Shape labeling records
*****
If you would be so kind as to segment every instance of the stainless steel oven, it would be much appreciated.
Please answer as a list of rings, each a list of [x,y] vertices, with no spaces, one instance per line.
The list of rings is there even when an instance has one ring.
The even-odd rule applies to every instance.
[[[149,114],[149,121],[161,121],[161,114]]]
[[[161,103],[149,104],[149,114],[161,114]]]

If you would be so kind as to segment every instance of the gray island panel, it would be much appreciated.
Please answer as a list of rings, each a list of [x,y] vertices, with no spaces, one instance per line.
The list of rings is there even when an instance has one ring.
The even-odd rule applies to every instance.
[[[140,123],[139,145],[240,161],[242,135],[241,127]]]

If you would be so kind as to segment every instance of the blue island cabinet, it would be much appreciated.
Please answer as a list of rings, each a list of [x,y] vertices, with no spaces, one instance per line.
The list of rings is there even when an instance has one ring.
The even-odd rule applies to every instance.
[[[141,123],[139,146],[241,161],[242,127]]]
*****
● What is needed: Recast every line of the records above as a JSON list of strings, one string per line, omitting blank lines.

● Output:
[
  "If you would be so kind as to segment every instance of the stainless steel oven, it would be much appreciated.",
  "Please answer as a list of rings, each a list of [x,y] vertices, with no spaces, one instance per line.",
  "The list of rings is there even when an instance has one ring.",
  "The even-odd rule applies to every instance.",
  "[[[149,114],[149,121],[161,121],[161,114]]]",
  "[[[161,103],[149,104],[149,114],[161,114]]]",
  "If you would be so kind as to segment every instance of the gray island panel, it would be much appreciated.",
  "Please answer as a list of rings, each a list of [x,y] vertices, with no spaces, one instance per line.",
  "The list of rings is there even when an instance has one ring.",
  "The even-odd rule applies to every instance.",
  "[[[140,123],[139,145],[240,161],[242,135],[241,127]]]",
  "If you would be so kind as to segment every instance of the blue island cabinet, it would be much appreciated.",
  "Please answer as a list of rings, each a list of [x,y] vertices, with no spaces, one instance per line.",
  "The list of rings is there even when an instance has one ring.",
  "The even-odd rule applies to every instance.",
  "[[[141,123],[139,146],[241,161],[242,127]]]"
]